WHAT TO DO: Convert the lines of the entries into a Markdown table with the columns Row and Line, giving each line a row number and leaving out blank lines. Begin at the line that contains "Prompts in an" and stop after the line that contains "positive clicks: (505, 193)".

DATA FOR ANALYSIS:
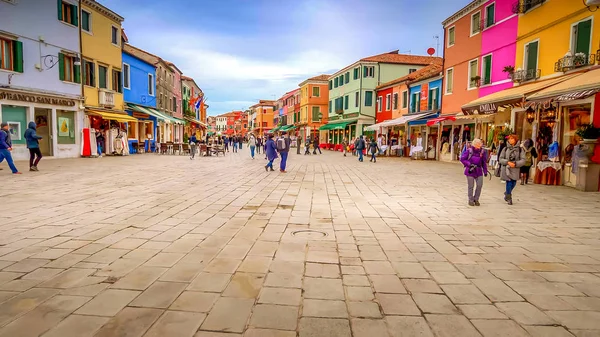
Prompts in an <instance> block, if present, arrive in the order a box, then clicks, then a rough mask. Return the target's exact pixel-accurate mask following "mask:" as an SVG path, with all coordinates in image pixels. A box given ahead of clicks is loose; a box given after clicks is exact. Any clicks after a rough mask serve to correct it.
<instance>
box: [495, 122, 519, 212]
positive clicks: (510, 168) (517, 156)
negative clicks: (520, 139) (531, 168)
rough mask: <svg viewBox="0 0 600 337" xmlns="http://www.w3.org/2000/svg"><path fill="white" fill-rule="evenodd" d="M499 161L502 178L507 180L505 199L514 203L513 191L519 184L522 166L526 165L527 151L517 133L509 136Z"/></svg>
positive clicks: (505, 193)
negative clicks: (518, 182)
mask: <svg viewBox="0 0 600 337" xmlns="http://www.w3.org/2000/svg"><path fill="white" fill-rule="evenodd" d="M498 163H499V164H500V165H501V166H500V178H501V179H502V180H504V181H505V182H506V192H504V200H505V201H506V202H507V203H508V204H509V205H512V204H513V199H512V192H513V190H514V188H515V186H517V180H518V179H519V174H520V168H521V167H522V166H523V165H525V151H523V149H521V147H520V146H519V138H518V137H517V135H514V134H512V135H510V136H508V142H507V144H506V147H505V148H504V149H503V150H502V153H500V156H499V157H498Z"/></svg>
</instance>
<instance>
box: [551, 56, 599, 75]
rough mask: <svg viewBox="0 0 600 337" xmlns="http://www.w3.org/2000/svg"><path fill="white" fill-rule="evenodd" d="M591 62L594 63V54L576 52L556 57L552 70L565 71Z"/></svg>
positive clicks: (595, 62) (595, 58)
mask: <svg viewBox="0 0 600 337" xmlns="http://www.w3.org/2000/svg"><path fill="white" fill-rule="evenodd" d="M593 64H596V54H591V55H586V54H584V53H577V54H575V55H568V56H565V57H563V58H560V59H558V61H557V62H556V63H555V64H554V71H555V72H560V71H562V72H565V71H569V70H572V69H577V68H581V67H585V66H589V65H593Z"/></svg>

--

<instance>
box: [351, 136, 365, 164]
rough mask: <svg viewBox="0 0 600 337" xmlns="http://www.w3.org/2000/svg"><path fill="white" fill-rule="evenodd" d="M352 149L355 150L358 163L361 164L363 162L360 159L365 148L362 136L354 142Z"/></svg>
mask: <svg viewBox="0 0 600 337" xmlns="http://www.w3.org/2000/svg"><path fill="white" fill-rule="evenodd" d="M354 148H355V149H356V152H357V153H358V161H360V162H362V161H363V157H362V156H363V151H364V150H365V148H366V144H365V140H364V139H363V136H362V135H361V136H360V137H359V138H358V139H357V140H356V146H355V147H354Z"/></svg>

* * *

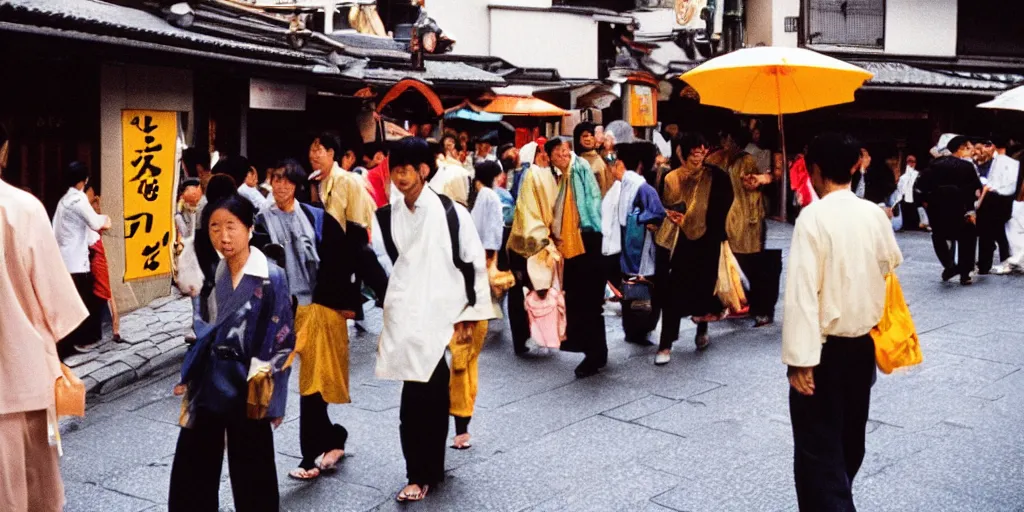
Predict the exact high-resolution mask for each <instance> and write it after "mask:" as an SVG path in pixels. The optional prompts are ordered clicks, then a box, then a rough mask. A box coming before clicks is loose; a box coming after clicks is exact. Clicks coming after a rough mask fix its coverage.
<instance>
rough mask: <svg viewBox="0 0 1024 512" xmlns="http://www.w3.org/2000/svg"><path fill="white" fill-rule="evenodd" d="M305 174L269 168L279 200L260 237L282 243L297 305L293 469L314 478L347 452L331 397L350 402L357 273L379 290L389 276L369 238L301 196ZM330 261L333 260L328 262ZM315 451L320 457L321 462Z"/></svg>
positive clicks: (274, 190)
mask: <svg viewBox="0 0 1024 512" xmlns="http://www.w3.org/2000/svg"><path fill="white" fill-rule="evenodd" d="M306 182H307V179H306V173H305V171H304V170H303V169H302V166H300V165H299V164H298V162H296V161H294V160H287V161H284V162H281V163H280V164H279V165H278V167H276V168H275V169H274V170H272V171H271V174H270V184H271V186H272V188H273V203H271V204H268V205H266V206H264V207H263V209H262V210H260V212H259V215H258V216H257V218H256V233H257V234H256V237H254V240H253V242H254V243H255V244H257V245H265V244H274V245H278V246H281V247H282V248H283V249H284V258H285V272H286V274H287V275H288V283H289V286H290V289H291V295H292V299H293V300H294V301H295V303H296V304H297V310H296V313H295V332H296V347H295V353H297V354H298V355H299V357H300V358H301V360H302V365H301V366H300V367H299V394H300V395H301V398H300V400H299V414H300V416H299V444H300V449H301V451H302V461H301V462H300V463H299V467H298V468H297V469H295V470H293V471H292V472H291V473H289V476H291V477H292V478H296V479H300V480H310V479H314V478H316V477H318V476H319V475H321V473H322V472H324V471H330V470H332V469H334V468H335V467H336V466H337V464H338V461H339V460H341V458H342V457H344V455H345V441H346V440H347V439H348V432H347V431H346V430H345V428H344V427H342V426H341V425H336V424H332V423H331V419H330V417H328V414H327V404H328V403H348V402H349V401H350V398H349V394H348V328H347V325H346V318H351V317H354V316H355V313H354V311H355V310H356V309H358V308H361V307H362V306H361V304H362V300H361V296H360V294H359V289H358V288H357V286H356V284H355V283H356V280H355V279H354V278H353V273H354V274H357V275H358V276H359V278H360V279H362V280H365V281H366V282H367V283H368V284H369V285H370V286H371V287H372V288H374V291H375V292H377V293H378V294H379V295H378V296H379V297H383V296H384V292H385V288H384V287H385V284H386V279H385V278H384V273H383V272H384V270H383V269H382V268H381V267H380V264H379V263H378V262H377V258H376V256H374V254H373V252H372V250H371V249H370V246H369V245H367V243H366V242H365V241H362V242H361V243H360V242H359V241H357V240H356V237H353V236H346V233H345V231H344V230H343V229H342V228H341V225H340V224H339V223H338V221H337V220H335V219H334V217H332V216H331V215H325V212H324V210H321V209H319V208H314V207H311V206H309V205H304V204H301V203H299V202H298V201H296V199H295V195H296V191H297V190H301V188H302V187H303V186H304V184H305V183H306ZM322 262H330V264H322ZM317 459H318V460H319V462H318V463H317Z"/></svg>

YOUR SOLUTION:
| Row | Line |
|---|---|
| 1 | Prompts in an <instance> block, if present, arrive in the order a box, then clicks, then a rough mask. Return the target's exact pixel-accurate mask following "mask:" as an SVG path, with all coordinates in image pixels. A box given ahead of clicks is loose; a box given after clicks is exact. Any clicks after a rough mask serve to correct it. |
| 2 | <instance> |
| 3 | box: [495, 122, 519, 212] |
| 4 | positive clicks: (510, 168) (517, 156) |
| 5 | negative clicks: (520, 139) (531, 168) |
| 6 | rough mask: <svg viewBox="0 0 600 337" xmlns="http://www.w3.org/2000/svg"><path fill="white" fill-rule="evenodd" d="M499 161L502 178L507 180L505 199L514 203L513 191L519 184L522 166L526 165L527 151L517 133L509 136Z"/></svg> |
| 7 | positive clicks: (505, 193) |